[start of MATERIAL SHOWN]

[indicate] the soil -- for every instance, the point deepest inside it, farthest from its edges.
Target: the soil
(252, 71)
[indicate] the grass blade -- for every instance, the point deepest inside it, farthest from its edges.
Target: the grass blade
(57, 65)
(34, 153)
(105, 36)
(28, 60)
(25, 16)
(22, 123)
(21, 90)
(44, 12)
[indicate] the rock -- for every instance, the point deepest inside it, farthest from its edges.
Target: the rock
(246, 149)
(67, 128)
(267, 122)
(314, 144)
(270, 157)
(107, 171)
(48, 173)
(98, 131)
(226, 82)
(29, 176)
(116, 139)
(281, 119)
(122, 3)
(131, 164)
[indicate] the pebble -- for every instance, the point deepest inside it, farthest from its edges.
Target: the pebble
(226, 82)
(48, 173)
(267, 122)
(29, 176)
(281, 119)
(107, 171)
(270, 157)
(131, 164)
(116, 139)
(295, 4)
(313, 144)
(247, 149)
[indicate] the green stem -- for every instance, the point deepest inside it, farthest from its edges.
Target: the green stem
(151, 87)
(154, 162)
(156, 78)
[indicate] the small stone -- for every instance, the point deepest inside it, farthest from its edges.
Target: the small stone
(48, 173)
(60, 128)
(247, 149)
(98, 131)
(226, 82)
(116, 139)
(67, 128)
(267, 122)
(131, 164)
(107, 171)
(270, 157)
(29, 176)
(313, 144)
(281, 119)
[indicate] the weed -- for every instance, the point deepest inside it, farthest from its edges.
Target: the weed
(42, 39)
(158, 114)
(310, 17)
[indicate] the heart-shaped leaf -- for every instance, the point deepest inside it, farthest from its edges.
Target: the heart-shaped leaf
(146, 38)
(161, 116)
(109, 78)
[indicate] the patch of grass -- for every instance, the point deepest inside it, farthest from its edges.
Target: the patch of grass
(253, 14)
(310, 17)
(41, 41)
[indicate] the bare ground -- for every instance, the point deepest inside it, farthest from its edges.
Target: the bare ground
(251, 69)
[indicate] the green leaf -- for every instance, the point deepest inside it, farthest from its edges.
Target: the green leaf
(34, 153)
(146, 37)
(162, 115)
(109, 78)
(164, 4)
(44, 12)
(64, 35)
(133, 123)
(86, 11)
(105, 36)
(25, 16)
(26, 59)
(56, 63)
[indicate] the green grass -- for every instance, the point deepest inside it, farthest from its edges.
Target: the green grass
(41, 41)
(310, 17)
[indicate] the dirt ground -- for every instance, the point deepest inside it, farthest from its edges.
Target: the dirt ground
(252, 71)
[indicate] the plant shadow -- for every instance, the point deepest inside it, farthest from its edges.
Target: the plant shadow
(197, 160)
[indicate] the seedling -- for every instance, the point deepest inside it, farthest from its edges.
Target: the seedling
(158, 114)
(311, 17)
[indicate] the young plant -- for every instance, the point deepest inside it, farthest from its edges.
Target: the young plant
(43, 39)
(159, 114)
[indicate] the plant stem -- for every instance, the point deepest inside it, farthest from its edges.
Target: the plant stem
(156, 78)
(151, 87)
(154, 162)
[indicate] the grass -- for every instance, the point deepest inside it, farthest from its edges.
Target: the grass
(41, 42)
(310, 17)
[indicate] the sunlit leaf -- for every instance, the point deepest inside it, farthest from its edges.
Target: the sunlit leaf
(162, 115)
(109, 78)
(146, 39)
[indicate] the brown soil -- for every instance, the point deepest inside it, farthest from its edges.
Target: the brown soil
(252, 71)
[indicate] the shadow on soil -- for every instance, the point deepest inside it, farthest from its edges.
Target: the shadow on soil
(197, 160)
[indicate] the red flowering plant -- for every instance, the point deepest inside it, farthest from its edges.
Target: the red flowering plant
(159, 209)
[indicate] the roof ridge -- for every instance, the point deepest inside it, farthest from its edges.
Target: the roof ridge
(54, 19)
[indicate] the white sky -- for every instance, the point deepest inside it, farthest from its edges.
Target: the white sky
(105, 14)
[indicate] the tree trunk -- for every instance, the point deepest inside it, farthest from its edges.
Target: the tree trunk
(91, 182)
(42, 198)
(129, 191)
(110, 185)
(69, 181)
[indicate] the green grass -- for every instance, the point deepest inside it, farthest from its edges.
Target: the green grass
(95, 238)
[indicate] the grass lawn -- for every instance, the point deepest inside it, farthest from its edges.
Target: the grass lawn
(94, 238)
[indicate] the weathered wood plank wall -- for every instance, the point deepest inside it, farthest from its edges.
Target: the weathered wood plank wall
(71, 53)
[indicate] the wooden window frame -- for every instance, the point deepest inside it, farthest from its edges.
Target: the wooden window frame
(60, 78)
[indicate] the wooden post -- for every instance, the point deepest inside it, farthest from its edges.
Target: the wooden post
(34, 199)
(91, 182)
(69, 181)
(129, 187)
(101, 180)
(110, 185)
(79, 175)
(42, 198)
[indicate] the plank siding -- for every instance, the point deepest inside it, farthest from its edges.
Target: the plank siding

[end of MATERIAL SHOWN]

§ REQUIRED WORK: Reproduce the data from the line containing "[indicate] the wooden window" up to and including the final line, keeping the requests unchanged. Multiply every coordinate in the answers by 0.2 and round each result to a whole number, with halves rounded up.

§ TASK RESULT:
[indicate] the wooden window frame -- for every instance, the point deepest inside it, farthest from its edges.
Target: the wooden window frame
(12, 16)
[indicate] the wooden post -- for every instance, the point deepest inside it, farthest from its edges.
Target: the wooden post
(7, 40)
(18, 36)
(14, 36)
(26, 37)
(20, 36)
(22, 37)
(16, 35)
(8, 40)
[indicate] the plank siding -- for every instance, the point deepest inside it, farthest from its edges.
Target: the plank siding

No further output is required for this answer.